DE 1944 À 2024, L’ESPRIT DE DÉFENSE EN PARTAGE
En 1940, la France libre est très pauvre. Pendant les cinq années suivantes, Charles de Gaulle et ses collaborateurs s’efforcent de convaincre Américains et Britanniques de participer à son effort de guerre, mais aussi d’accorder des financements pour la reconstruction du pays. Ces âpres négociations, menées aussi par Jean Monnet et Pierre Mendès France, culminent lors de la célèbre conférence de Bretton Woods.
Le résultat est positif pour la France : alors que les Américains avaient des visées sur les ressources de son empire colonial, elle recouvre son entière souveraineté et obtient une voix dans la nouvelle gouvernance économique mondiale. Ce qui n’empêche pas le pays d’endurer ensuite les dures années de la reconstruction. Huit décennies plus tard, cet effort de longue haleine sur plusieurs fronts participe de la culture de défense, que l’IHEDN a pour mission de promouvoir.
UNE FRANCE « TROP PAUVRE POUR CÉDER », MAIS DÉPENDANTE DES ALLIÉS
« Je suis trop faible et trop pauvre pour céder. » De cette célèbre apostrophe du général de Gaulle à Winston Churchill, chef du gouvernement britannique, on peut retenir un constat lucide : la France libre est initialement pauvre, très pauvre. Avant l’accord franco-britannique du 7 août 1940, qui garantit un financement britannique des dépenses militaires (à rembourser ultérieurement), elle vit d’expédients.

**DONNÉES DE TRAVAIL:**

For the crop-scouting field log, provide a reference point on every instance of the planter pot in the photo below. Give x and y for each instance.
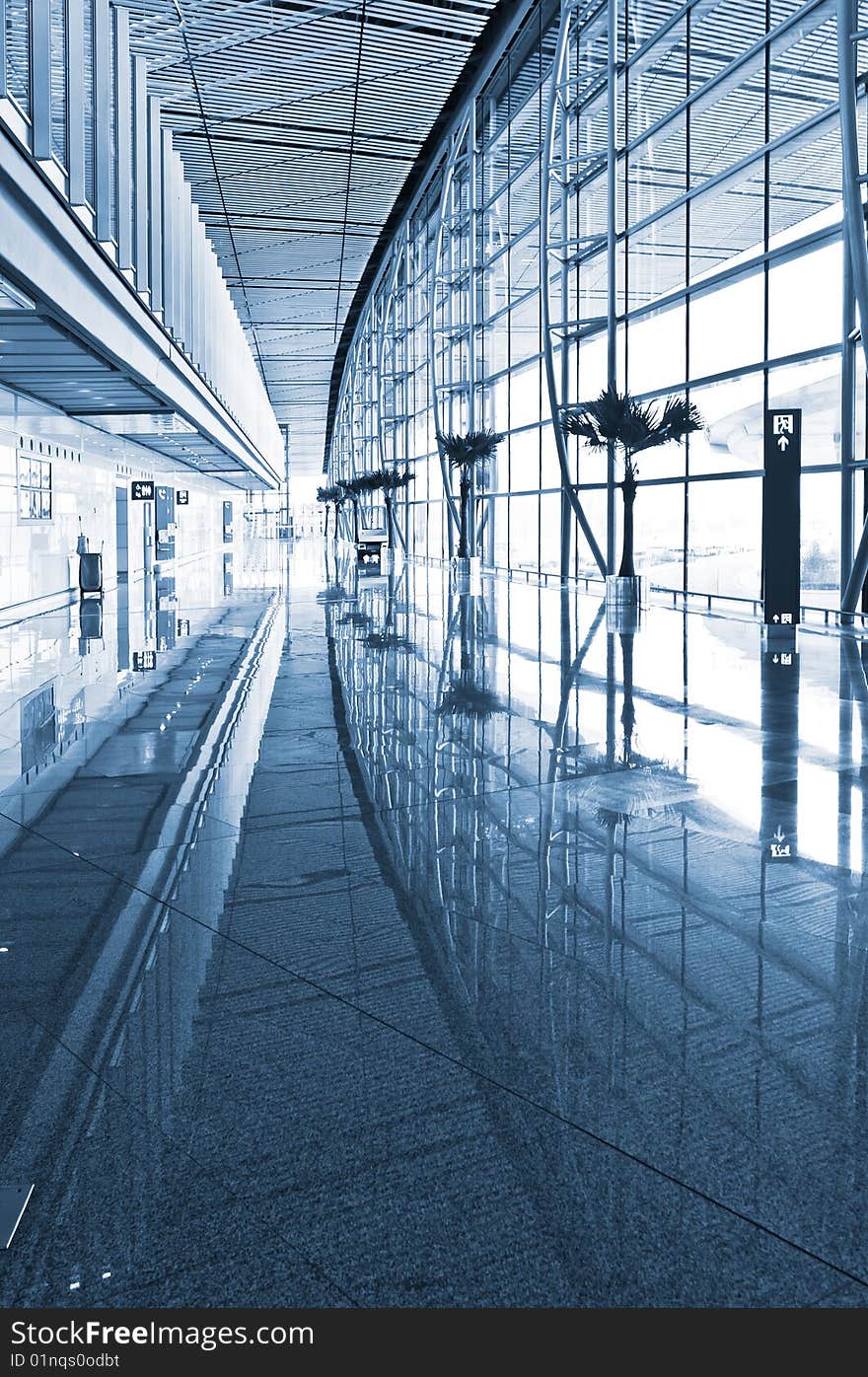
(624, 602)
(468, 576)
==
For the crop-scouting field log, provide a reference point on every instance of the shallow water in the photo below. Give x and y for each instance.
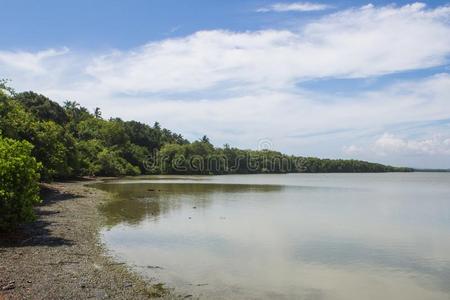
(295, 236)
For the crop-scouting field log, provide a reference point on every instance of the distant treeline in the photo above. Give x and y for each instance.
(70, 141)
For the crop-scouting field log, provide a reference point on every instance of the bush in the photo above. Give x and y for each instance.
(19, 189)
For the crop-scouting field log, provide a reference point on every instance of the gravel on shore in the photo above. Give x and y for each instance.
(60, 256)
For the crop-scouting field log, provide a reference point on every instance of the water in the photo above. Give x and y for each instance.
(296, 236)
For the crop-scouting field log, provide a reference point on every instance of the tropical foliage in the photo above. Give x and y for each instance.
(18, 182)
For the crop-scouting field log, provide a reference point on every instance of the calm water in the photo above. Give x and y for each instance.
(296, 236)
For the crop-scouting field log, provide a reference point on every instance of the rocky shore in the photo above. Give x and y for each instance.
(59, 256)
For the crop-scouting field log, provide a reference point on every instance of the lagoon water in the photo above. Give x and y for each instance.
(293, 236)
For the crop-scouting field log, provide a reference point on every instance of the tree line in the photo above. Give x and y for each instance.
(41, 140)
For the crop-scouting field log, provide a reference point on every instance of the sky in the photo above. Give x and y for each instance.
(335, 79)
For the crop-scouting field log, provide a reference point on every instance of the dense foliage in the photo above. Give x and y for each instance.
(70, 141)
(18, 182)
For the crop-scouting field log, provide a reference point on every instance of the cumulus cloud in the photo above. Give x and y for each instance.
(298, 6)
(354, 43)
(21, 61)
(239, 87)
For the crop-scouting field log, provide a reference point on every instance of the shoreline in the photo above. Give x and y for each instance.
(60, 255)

**EXERCICES À RÉSOUDRE:**
[a] Quelles lignes des entrées contiennent le mot « below » ? Relevez-les toutes en les recopiant.
[b] Prolongez le texte sur la pauvreté de la France libre à partir de sa dernière phrase.

**LISTE DES RÉPONSES:**
[a]
For the crop-scouting field log, provide a reference point on every instance of the planter pot in the photo below. Give x and y for each instance.
For the crop-scouting field log, provide a reference point on every instance of the shallow water in the photo below. Give x and y for each instance.

[b]
Un officier des Forces navales de la France libre, Jacques Bauche, a rapporté une anecdote parlante à ce sujet. Au début du mois de juillet 1940, le vice-amiral Émile Muselier, premier officier général à avoir rallié de Gaulle à Londres, doit régler un modeste stock d’insignes à Croix de Lorraine commandés à une entreprise britannique : son embarras est palpable quand il réalise que les ressources sont dérisoires.
En dehors d’une somme de 100 000 francs ramenée par de Gaulle des fonds spéciaux de Matignon depuis Bordeaux, du règlement du stock français d’eau lourde arrivé le 19 juin à Plymouth et d’une livraison de bauxite, en plus de quelques dons individuels (un Français offre ainsi au général une pépite d’or, que le directeur financier Pierre Denis s’empresse d’aller gager), les moyens financiers sont au plus bas.
L’un des aspects essentiels (et souvent négligés) de la lutte est bien sûr de la financer, de se procurer des équipements, de payer la solde des combattants – solde modeste, le principe ayant été édicté dès juillet 1940 que « personne ne s’enrichira pendant le combat de la France libre ». Avec le ralliement de l’Afrique équatoriale française (AEF), puis de l’Afrique du Nord en novembre 1942, la question se complexifie : que faire de la production de l’Empire ? Comment la mettre au service de la lutte ?
Le ralliement de l’AEF n’apporte que très progressivement de l’oxygène : en octobre 1940, le général Edgard de Larminat, gouverneur général de ces colonies, doit encore faire imprimer de la fausse monnaie, sur papier de boucherie, pour couvrir ses frais. Le système se structure en 1941, d’abord avec la création de la caisse centrale de la France libre, qui centralise et organise les flux financiers entre les différents territoires ralliés.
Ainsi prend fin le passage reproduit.